LISTED ENTRIES:
◇ ◇ ◇ ◇
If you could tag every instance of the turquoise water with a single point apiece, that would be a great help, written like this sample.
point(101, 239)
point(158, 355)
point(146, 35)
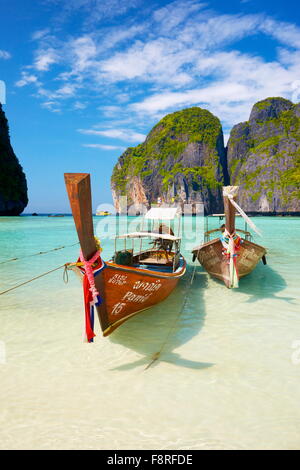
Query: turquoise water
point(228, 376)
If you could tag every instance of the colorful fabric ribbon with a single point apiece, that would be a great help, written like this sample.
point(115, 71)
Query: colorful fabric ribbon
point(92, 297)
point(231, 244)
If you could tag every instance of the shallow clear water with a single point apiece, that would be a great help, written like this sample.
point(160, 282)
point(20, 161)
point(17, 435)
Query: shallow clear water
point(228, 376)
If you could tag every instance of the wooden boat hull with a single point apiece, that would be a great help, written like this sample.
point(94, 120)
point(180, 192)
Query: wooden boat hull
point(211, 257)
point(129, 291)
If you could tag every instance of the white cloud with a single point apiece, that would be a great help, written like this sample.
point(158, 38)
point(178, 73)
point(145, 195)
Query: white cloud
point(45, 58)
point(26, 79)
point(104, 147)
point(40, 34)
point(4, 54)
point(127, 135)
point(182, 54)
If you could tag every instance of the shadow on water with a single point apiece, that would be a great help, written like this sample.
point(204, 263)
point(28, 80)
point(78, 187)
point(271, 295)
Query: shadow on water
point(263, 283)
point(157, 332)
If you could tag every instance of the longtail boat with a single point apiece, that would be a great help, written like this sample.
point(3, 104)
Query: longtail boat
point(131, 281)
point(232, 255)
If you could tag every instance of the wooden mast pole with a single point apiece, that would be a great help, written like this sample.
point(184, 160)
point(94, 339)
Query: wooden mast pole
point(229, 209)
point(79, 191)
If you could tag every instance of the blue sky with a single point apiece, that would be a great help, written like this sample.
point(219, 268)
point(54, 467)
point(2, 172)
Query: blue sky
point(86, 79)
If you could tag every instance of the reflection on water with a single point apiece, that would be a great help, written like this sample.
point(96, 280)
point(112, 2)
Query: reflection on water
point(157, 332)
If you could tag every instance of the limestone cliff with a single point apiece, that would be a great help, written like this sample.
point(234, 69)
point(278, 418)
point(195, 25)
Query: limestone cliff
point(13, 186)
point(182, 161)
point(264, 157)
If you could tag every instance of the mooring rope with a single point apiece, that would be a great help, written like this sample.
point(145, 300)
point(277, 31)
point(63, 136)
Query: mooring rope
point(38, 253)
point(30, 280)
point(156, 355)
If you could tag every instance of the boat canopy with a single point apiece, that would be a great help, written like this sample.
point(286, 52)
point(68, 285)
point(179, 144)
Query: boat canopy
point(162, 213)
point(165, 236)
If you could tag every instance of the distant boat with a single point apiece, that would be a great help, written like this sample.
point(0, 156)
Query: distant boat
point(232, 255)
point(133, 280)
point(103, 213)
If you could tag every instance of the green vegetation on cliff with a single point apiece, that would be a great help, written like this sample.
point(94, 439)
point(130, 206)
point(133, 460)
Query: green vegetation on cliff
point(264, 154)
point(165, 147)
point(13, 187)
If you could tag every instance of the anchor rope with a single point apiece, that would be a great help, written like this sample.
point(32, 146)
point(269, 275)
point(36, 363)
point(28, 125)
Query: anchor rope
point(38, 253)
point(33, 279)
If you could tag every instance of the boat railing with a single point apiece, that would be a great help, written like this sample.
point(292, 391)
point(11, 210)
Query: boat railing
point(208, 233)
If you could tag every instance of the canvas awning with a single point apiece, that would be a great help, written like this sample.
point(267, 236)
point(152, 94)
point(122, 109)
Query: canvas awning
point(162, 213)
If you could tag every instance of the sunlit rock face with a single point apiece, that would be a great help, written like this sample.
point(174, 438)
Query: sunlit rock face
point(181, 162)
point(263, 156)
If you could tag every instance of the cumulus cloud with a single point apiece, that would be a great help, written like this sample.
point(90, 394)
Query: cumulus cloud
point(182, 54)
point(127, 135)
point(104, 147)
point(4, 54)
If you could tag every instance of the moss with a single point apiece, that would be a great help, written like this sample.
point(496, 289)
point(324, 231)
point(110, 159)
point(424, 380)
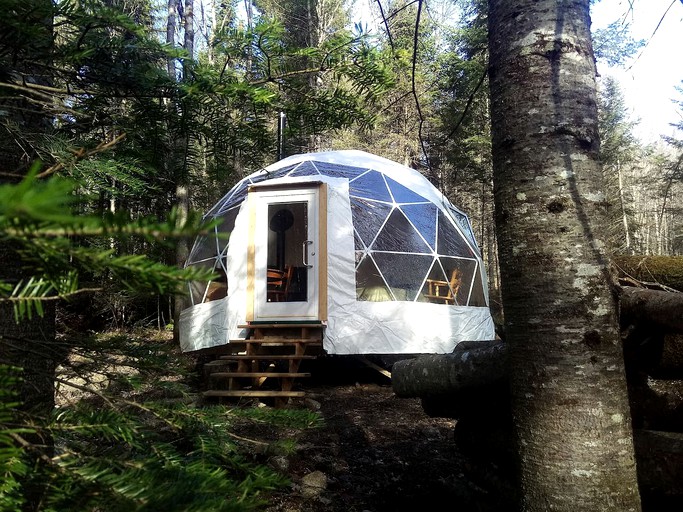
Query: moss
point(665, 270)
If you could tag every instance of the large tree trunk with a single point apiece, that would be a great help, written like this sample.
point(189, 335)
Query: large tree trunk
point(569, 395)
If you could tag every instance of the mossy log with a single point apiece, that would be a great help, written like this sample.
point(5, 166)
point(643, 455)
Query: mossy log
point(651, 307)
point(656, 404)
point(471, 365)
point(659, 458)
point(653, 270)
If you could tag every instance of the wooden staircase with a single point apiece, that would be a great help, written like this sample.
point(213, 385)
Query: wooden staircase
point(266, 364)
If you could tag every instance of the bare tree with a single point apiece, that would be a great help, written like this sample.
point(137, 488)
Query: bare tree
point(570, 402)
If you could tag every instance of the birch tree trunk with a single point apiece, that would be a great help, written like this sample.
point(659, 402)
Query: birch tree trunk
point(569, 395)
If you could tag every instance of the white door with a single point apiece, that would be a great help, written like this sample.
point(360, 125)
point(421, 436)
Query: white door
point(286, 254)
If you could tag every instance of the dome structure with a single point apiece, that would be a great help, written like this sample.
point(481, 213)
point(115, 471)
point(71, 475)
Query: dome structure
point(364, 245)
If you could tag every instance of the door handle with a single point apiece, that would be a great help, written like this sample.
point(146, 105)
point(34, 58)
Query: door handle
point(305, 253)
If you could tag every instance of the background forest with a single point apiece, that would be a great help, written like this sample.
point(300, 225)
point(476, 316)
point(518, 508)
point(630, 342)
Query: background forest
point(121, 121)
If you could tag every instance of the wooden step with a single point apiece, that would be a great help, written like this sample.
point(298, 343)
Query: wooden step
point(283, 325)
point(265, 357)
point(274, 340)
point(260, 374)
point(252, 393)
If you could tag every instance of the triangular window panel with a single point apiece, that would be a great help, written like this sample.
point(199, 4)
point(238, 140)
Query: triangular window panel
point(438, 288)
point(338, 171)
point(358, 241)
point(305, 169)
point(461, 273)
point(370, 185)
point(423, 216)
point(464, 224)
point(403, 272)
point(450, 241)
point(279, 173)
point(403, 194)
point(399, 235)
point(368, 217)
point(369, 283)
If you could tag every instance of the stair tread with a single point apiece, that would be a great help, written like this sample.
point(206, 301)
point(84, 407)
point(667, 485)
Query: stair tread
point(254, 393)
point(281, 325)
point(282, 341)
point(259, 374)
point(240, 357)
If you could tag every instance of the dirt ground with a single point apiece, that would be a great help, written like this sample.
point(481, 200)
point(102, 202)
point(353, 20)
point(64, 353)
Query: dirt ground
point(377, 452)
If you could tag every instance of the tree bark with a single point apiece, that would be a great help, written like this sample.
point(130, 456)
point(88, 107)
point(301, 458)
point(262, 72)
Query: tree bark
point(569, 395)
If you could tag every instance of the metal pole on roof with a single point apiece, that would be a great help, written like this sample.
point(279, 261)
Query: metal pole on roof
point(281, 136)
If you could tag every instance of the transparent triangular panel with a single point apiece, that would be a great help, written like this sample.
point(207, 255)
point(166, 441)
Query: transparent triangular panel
◇ ◇ ◇ ◇
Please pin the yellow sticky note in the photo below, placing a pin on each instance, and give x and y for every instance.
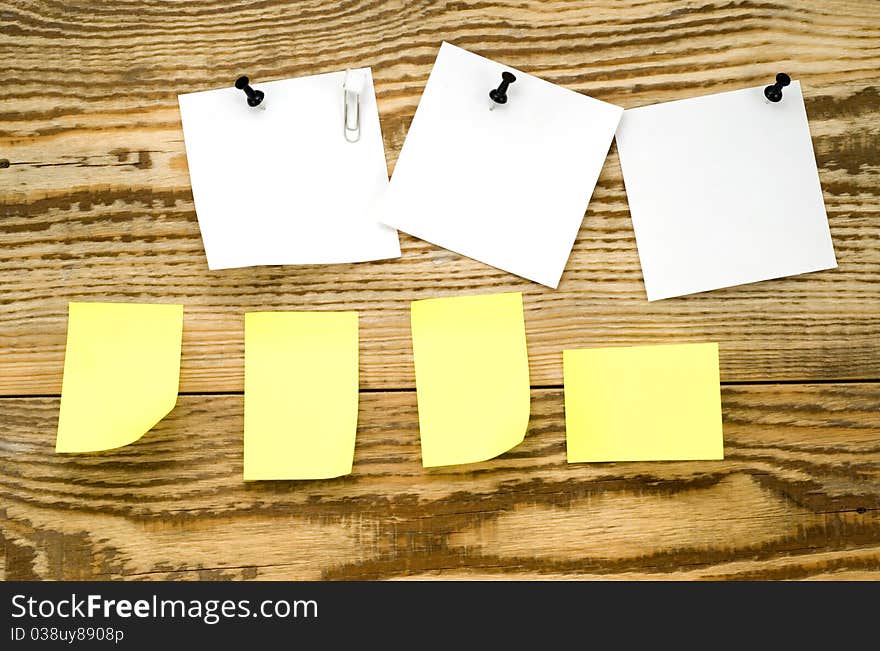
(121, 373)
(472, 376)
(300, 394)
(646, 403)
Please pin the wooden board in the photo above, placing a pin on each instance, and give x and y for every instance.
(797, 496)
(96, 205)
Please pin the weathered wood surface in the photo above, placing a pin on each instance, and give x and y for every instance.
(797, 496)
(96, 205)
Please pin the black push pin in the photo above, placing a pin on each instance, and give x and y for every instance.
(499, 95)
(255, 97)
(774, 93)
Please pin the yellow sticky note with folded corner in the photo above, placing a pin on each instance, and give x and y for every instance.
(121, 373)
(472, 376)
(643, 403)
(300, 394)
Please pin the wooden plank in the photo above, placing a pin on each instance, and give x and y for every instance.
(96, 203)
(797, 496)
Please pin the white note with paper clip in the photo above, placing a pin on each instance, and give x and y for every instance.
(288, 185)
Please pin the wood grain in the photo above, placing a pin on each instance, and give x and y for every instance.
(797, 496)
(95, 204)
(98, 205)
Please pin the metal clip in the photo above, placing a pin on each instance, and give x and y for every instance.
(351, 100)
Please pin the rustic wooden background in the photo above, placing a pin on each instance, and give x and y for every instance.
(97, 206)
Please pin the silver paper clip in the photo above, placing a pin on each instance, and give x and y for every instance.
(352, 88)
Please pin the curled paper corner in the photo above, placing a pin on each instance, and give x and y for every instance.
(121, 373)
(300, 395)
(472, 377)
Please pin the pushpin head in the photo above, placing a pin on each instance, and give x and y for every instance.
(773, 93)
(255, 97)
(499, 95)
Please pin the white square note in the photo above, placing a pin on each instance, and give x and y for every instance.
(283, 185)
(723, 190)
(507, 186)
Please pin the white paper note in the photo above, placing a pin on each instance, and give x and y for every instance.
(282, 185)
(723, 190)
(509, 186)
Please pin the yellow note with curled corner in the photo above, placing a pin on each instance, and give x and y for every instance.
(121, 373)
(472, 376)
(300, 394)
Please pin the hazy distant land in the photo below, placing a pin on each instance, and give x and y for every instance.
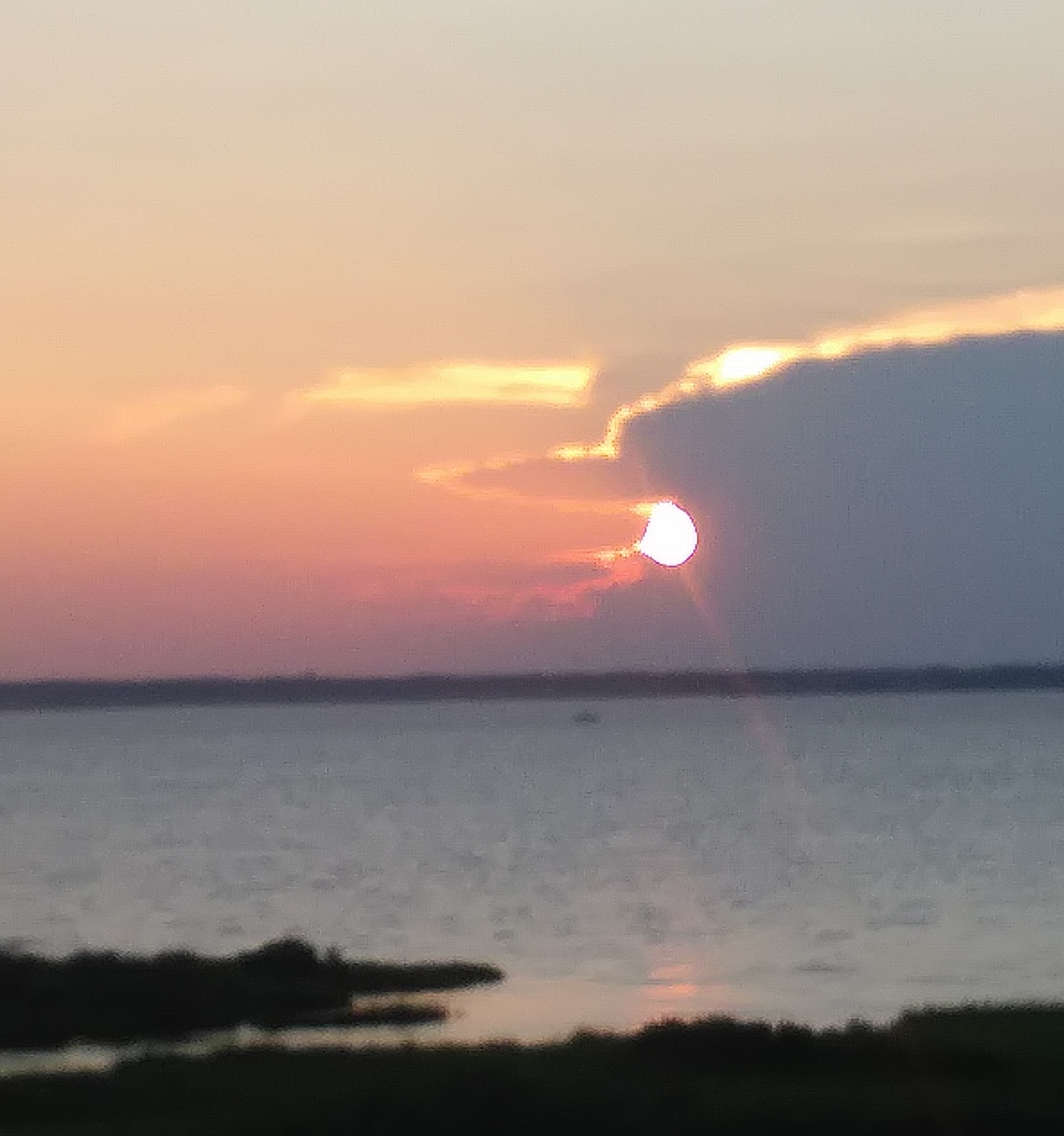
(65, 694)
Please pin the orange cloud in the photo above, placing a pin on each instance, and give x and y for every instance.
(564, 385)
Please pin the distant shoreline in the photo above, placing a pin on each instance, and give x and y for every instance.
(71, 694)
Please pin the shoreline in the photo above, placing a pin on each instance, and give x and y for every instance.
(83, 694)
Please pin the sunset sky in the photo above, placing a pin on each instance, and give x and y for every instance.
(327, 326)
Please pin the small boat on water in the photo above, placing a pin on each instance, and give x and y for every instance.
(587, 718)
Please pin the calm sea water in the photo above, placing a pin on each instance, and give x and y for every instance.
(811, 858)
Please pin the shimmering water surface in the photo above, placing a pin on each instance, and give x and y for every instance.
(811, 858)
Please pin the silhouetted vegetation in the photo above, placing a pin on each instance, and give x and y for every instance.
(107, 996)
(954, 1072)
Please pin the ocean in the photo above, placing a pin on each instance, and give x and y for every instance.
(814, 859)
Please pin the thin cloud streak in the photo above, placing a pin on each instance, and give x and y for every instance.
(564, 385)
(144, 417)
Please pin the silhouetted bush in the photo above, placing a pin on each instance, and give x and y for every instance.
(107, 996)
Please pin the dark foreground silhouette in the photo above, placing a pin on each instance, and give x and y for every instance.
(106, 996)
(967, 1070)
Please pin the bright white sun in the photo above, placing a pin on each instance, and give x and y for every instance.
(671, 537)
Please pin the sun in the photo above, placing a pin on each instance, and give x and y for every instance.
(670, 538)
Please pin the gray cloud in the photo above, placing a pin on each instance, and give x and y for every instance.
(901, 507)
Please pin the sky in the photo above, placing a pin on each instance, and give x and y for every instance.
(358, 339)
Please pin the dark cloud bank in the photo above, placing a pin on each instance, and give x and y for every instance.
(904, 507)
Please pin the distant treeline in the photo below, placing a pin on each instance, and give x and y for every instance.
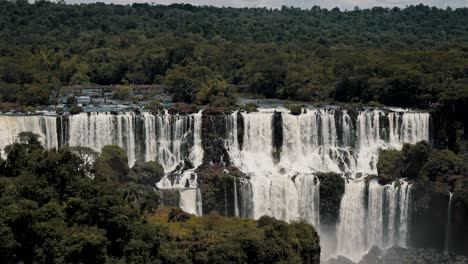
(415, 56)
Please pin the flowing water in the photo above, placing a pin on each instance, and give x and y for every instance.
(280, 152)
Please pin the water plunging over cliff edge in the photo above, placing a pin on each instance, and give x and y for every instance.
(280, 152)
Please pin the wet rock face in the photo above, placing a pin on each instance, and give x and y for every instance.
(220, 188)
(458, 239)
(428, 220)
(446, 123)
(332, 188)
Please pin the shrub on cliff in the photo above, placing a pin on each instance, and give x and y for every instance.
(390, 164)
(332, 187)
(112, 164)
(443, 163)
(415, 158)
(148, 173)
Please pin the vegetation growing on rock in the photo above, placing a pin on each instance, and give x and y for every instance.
◇ ◇ ◇ ◇
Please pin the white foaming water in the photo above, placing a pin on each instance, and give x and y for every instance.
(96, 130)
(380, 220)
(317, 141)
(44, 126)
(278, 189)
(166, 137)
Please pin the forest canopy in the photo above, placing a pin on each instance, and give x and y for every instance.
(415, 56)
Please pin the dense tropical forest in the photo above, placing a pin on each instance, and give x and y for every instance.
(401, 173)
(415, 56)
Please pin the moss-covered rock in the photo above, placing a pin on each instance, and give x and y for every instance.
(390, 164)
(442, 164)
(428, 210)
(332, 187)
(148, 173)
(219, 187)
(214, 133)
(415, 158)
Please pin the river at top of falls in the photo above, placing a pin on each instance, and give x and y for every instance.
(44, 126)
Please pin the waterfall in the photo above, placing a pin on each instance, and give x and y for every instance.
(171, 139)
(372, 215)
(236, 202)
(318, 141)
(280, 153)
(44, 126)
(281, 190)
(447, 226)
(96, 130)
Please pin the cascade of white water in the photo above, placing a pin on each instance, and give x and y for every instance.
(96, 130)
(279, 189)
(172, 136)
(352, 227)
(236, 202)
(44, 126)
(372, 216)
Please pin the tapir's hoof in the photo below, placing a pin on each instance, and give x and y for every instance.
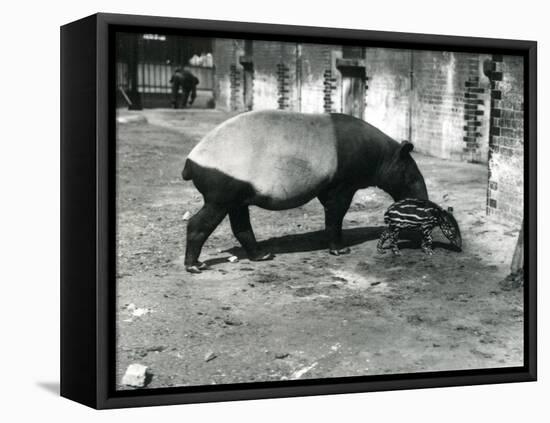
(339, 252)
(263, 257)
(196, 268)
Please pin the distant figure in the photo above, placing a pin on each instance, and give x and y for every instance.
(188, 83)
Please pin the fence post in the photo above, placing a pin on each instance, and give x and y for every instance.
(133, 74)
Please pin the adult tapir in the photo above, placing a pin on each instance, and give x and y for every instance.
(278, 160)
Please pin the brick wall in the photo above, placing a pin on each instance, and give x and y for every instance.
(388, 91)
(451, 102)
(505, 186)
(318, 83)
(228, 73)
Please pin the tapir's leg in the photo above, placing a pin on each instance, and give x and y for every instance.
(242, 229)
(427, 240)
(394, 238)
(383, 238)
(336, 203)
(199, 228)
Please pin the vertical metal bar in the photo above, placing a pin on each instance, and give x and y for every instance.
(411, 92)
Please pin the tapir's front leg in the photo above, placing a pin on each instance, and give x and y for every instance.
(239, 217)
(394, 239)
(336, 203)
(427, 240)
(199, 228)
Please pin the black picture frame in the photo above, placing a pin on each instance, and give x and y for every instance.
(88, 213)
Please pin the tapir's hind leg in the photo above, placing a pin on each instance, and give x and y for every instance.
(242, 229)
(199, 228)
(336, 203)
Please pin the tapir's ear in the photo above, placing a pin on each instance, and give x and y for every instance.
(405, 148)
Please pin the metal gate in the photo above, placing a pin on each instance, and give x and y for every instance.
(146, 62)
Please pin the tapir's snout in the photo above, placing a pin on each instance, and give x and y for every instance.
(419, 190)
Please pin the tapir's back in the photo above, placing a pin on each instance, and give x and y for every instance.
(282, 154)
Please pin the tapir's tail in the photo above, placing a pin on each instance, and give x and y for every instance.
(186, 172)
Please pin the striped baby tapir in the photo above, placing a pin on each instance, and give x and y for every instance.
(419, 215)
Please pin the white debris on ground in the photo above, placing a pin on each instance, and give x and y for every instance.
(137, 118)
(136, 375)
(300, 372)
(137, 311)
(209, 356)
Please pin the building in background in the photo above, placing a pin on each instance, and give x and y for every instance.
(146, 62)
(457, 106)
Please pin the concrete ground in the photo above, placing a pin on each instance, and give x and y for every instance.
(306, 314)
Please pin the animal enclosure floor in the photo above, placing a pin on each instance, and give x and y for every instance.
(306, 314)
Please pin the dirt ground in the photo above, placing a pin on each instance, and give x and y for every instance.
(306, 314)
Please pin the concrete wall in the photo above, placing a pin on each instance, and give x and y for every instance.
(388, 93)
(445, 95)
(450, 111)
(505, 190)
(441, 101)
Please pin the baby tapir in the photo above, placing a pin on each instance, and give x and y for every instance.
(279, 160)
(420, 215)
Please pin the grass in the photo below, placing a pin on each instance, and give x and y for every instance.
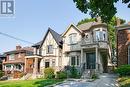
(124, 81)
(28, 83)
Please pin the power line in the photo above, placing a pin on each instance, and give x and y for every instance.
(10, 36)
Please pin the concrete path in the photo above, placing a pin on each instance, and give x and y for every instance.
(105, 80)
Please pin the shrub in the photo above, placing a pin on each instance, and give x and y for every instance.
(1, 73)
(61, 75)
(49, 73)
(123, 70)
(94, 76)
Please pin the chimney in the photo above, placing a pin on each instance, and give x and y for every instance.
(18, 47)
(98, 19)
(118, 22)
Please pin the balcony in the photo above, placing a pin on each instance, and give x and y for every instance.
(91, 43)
◇ ◇ ◇ ◇
WHAT NEEDS TO BE DONE:
Reproduce the data from the line containing "If you could tag every instance of the shadow" down to the line containing "point(86, 79)", replacing "Query" with "Target" each time it appears and changing nothing else.

THE COMPLETED TASK:
If you could tag every instance of the shadow on water with a single point apiece, that would be a great help, written like this sample.
point(204, 263)
point(28, 80)
point(78, 187)
point(271, 295)
Target: shadow on water
point(263, 283)
point(157, 332)
If you could tag every instance of the longtail boat with a single point apiece, that would be a great help, written like this sample.
point(3, 104)
Target: longtail boat
point(131, 281)
point(232, 255)
If you could tag every instance of the wooden mast pole with a single point apiece, that would be a great help, written like this sample.
point(184, 160)
point(94, 339)
Target: wooden mast pole
point(229, 209)
point(79, 191)
If you could tag every instance of the blue sky with a single point apiece, that would be a great help, written like this sample.
point(219, 268)
point(54, 467)
point(2, 172)
Target: blue sky
point(86, 79)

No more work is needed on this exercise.